[Rows taken from a dataset]
══════════════════════════════

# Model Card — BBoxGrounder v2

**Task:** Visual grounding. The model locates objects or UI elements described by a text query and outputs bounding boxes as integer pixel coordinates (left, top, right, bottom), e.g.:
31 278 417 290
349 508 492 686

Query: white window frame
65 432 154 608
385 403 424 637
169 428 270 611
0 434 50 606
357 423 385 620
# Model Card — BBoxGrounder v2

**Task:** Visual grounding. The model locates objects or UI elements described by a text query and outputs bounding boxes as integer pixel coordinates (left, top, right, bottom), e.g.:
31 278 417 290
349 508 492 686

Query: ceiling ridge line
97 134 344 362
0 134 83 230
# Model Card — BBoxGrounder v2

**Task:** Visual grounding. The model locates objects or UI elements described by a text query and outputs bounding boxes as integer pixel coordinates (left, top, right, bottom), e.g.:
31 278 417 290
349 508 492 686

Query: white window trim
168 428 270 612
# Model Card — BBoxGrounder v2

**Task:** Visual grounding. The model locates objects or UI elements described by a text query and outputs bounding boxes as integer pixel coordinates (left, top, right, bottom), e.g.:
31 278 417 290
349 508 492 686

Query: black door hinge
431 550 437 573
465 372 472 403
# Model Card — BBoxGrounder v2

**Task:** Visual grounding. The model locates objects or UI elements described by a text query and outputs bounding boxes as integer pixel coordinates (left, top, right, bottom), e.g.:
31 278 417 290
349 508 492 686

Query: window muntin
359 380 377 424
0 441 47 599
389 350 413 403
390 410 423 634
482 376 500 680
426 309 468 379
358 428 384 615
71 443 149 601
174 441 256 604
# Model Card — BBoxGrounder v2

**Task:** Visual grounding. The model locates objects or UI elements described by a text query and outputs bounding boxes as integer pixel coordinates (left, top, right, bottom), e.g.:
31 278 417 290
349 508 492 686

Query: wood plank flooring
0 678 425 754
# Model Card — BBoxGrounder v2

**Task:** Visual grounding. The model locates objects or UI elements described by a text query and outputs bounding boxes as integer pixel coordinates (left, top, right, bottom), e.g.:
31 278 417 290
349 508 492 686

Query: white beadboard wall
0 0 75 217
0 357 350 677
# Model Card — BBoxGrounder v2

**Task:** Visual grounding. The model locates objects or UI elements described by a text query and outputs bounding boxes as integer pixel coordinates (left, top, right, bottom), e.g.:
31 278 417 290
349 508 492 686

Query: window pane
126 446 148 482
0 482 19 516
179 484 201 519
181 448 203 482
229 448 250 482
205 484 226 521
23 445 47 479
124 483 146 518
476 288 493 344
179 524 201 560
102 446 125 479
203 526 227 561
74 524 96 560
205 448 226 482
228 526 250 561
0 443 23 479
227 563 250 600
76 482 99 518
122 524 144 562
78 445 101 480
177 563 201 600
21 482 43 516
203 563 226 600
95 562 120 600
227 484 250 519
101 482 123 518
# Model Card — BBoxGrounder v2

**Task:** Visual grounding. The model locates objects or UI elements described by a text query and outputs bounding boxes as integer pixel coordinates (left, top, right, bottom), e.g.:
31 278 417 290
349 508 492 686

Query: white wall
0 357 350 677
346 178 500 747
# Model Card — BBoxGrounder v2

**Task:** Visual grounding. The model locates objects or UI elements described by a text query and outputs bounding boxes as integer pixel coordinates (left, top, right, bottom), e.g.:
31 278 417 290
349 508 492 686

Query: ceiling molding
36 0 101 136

══════════════════════════════

**GIVEN INSTRUCTION:** Reproduce every item above word for word, without changing anything.

**TASK RESPONSE:**
# Model Card — BBoxGrounder v2

**Task:** Visual grounding. The model locates objects or UI elements described by a text query and outputs bounding boxes as integer pixel coordinates (left, top, right, bottom), e.g.:
31 278 417 290
349 508 492 686

Query: white window frame
65 432 154 608
385 403 424 637
169 428 270 611
0 434 50 606
357 423 385 620
# Model Card — BBoxGrounder v2

**Task:** Visual grounding. The model locates objects or UI elements described by a text query and outputs bounding boxes as integer pixel coordinates (left, top, right, bottom), e.g.:
31 278 417 290
349 508 492 686

Query: ceiling ridge line
97 134 344 362
0 134 83 230
# Model Card — BBoxGrounder v2

**Task:** Visual grounding. The model locates objects or UI elements described by a text query and outputs bounding boxes as integer pixel coordinates (left, top, right, bottom), e.g.:
31 278 417 290
349 508 492 686

Query: white window trim
168 428 270 612
# Model Card — BBoxGrounder v2

**Task:** Visual grounding. The model locates objects or UI elements described by a text query and outputs bounding boxes as integer pixel coordinates (left, top, right, bottom), e.g.:
31 278 417 290
349 508 492 686

Query: black door hinge
431 550 437 573
465 372 472 403
# Model Card — BBoxGrounder v2

**Task:** Visual grounding. The model locates objects or UI elements described by a text query and outputs bounding boxes as integer pixel coordinates (left, top, right, bottom), e.g.:
31 278 417 290
349 508 492 686

Query: window muntin
359 380 377 424
0 441 47 599
389 350 413 403
390 410 423 634
482 376 500 680
426 309 468 379
358 428 384 615
71 443 149 601
174 441 256 604
# Model Card — BBoxGrounder v2

**Task:** Visual grounding. The model locates objects or UI elements described by a text query and outputs bounding boxes as integer pixel coordinates (left, top, right, bottom), e.g.:
31 278 417 290
349 508 492 686

Query: wood plank flooring
0 678 425 754
# Model Card — BBoxGrounder v2

**Task:** Visual grounding. The model locates objects or UI elements described by a text query and outputs bounding boxes as integer pixel coordinates (left, top, right, bottom), e.g.:
31 278 417 290
349 508 492 686

Query: white beadboard wall
0 0 75 217
0 357 350 677
# Model Card — BBoxGrounder v2

**Task:** Visual grounding. The model locates objects or UI elements described by a text query and outputs bounding boxes as integer pixel coordinates (left, top, right, bottom), e.g.:
31 278 417 290
349 508 492 686

Query: window pane
126 446 148 482
0 482 19 516
179 484 201 519
181 448 203 482
229 448 250 482
205 484 226 521
23 445 47 479
124 483 146 518
476 288 493 344
179 524 201 560
102 446 125 479
203 526 227 561
74 524 96 560
205 448 226 482
228 526 250 561
0 443 23 479
227 563 250 600
76 482 99 518
122 524 144 562
78 445 101 480
177 563 201 600
21 482 43 516
203 563 226 600
95 562 120 600
227 484 250 519
101 482 123 518
# Model Card — BBoxGrounder v2

**Task:** Visual grounding. The model locates objects or UI elements described by a text query and outputs bounding boxes as integer pixel coordinates (left, top, right, bottom), e.g.:
31 278 417 290
349 508 492 686

Query: white wall
0 357 350 677
346 178 500 747
# Model Card — BBoxGrounder v2

**Task:** Visual grounding. The model locates objects or UI elements described by a text query and outputs bounding boxes as integer pixel coordinates (left, top, right, bottom), e.g.:
31 278 417 290
349 508 492 686

Query: ceiling molding
36 0 101 136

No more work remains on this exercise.